◆ What you should do: Lines from the one containing "out the hand" to the end of the data below are to be restated exactly, with both ends included and nothing else.

◆ Referring expression data:
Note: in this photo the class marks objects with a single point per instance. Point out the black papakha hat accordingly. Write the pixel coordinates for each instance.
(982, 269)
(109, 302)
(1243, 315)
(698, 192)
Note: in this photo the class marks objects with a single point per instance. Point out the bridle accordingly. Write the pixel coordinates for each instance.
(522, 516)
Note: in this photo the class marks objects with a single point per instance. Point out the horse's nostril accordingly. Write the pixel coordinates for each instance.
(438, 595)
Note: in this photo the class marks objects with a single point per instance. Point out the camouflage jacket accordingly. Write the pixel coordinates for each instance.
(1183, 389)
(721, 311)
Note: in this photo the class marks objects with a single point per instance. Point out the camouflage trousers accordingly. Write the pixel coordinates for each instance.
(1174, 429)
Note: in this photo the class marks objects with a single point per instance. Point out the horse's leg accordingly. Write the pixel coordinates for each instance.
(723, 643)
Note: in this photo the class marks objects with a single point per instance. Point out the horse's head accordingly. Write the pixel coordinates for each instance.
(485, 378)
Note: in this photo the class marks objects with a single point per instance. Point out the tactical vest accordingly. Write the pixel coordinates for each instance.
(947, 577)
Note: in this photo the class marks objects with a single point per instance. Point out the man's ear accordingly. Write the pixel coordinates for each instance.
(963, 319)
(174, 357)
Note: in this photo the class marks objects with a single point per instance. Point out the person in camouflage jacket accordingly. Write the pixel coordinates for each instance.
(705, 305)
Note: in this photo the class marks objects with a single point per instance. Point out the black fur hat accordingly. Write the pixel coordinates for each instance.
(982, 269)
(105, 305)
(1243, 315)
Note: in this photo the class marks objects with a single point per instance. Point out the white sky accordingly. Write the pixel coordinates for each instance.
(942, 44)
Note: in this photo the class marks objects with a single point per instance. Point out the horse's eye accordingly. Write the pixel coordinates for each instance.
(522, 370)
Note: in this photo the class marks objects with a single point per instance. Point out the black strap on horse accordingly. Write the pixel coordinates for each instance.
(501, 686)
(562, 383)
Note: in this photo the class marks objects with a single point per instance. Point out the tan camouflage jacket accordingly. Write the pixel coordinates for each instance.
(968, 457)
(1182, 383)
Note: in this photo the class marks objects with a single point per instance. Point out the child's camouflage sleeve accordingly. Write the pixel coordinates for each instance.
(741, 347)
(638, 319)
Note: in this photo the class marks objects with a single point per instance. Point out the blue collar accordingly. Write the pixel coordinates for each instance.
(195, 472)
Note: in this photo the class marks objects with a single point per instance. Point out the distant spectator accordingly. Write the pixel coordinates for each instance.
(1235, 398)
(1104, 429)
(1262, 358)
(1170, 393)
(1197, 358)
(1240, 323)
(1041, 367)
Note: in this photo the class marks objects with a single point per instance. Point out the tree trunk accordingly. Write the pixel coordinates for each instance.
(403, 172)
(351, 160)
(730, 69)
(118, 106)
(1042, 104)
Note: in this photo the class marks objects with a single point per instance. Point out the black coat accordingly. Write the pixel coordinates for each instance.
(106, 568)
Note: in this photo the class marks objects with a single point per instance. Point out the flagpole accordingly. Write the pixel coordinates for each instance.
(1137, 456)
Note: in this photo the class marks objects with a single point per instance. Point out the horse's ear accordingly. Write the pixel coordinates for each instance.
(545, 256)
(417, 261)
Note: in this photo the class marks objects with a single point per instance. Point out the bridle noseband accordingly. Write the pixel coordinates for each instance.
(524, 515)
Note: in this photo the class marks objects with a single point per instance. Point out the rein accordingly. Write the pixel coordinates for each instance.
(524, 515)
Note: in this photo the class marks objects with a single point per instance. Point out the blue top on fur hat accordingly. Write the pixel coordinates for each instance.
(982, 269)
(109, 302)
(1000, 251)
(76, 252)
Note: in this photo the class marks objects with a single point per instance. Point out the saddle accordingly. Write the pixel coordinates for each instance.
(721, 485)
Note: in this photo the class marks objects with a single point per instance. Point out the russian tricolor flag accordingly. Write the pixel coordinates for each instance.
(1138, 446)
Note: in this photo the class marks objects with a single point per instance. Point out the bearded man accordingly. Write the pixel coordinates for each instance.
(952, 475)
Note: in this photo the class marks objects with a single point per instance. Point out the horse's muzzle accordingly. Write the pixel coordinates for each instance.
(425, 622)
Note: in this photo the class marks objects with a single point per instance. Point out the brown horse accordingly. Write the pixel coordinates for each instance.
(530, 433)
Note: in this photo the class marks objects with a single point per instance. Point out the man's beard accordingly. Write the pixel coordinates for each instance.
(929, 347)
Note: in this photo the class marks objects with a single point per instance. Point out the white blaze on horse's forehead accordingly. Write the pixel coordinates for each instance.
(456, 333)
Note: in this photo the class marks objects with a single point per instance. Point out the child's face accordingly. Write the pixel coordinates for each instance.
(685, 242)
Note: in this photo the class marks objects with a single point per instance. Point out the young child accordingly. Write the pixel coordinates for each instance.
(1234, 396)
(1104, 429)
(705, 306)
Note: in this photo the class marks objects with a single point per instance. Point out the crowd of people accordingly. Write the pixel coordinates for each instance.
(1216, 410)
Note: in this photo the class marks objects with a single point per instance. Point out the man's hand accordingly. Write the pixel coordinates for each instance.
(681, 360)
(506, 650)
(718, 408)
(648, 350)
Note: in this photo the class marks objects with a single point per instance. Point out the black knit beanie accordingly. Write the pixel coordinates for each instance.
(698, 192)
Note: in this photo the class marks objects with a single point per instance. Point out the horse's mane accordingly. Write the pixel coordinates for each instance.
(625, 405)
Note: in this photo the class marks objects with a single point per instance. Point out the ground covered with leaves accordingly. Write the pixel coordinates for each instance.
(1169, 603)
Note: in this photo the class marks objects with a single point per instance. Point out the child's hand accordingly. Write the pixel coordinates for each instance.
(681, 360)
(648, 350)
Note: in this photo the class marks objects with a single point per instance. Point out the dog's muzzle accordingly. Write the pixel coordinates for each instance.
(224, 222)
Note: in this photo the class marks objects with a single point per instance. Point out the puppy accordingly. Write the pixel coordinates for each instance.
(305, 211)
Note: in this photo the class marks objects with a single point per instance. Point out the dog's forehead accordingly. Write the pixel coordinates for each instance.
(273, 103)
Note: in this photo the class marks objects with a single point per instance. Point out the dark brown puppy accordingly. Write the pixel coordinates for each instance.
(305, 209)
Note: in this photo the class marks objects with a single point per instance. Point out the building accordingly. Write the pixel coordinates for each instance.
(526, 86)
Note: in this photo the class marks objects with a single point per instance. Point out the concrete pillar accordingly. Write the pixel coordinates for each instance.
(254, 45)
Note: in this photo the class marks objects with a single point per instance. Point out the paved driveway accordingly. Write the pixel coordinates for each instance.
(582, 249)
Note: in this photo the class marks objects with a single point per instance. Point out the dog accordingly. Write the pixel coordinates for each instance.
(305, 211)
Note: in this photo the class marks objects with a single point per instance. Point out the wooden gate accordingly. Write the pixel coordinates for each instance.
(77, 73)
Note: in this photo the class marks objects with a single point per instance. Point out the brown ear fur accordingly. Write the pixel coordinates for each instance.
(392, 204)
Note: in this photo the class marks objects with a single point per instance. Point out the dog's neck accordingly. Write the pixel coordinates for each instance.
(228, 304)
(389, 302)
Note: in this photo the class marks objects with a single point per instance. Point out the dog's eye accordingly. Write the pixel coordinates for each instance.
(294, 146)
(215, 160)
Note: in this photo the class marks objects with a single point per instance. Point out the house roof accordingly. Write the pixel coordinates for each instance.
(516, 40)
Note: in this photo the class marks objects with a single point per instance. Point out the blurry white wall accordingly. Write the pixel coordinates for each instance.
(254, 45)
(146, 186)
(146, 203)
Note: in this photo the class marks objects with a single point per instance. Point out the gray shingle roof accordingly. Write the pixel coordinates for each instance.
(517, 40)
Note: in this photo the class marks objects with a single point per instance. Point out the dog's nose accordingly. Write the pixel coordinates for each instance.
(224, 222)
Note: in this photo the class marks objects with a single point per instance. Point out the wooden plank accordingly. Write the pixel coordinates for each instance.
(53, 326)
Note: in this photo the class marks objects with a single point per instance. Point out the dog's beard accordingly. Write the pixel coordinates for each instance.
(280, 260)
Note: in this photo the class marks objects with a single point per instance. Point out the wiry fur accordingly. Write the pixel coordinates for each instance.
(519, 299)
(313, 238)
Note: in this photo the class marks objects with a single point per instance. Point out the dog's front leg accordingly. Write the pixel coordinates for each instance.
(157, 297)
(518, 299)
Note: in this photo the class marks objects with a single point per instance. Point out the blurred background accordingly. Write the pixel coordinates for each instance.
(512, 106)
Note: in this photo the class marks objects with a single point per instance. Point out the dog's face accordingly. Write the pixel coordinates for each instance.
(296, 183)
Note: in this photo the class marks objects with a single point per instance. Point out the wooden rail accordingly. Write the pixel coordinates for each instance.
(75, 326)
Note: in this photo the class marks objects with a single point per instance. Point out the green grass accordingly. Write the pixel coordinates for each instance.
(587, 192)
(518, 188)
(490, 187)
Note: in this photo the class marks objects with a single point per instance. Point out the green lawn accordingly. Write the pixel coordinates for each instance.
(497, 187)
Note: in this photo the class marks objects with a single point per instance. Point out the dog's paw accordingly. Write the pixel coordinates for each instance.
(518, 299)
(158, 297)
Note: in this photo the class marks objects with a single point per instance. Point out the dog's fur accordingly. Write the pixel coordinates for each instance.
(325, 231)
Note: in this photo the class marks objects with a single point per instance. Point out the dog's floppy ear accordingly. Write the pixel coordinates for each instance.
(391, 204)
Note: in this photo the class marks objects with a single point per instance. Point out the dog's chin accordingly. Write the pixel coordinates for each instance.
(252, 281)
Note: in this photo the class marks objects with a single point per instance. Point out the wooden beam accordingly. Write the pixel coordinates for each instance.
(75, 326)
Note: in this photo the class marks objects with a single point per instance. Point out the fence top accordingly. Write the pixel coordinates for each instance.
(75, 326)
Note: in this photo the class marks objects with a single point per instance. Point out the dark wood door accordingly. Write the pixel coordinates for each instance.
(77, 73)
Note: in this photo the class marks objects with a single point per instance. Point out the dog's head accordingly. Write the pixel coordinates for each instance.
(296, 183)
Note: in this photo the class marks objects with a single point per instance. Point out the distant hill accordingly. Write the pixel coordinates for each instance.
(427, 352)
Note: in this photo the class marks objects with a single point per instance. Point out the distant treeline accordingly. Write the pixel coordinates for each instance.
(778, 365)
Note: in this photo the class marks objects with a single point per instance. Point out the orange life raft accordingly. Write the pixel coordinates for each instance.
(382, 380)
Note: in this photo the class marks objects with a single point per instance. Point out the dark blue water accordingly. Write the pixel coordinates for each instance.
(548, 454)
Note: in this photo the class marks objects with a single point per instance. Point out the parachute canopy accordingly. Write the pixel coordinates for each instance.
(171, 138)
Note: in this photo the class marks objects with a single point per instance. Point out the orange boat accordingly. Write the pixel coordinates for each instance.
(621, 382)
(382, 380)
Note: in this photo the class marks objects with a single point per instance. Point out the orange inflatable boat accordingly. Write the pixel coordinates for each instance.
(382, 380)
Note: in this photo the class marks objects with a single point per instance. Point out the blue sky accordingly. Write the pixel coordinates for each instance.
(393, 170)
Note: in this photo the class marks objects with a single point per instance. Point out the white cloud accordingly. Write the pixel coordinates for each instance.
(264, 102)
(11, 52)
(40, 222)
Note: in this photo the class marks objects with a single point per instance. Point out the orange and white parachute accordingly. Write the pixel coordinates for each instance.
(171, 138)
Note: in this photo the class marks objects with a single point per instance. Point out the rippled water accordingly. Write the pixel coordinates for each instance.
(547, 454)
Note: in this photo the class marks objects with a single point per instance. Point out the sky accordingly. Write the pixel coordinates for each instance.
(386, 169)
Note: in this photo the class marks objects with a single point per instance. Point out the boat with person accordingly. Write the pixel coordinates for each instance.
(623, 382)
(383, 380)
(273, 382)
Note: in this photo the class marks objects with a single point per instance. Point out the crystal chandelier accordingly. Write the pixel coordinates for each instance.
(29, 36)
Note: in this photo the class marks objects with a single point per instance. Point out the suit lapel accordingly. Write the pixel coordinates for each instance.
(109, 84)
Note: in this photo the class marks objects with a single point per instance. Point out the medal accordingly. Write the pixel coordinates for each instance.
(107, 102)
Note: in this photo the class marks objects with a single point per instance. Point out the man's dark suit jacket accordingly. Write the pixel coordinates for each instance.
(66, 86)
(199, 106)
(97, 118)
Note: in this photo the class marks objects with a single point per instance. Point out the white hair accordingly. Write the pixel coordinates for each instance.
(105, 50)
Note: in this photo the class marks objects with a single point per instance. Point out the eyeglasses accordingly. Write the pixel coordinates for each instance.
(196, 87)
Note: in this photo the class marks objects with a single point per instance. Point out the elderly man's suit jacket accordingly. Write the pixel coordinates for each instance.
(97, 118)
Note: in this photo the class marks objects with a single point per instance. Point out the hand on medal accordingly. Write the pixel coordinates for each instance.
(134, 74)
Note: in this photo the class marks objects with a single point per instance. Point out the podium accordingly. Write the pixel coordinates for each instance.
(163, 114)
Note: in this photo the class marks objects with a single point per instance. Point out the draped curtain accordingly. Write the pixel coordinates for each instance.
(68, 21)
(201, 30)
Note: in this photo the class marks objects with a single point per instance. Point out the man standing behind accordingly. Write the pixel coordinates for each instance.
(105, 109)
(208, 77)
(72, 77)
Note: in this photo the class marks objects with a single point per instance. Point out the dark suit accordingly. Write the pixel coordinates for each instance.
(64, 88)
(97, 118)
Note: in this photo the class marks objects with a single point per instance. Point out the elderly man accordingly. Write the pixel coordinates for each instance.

◆ Answer box:
Note: in this photo the class marks objects with a single point per instance. Point out the hand on medal accordingly. Write the pixel coordinates for each instance.
(134, 74)
Note: in this photo the class marks objects with a single point per instance. Point out the podium accordingly. Write the pixel coordinates for each instance.
(163, 114)
Note: in this photo the class marks objects with a single point per instance. Point out the draped curtain accordingly. Write the pixel coordinates for each instance.
(68, 21)
(201, 30)
Note: in this photo the class marks objects with a single point per instance. Point out the man standing behind accordingly. Write the pixel coordinates for each instance.
(105, 109)
(208, 77)
(72, 77)
Note: in this photo the class marks objects with a single point per instance. Point out the dark suit accordingly. Write the pixel coordinates for each instance.
(64, 88)
(97, 118)
Note: in this photo the class marks objects with a single point per instance. Point out the elderly man accordingly. Write the pixel coordinates for each instance.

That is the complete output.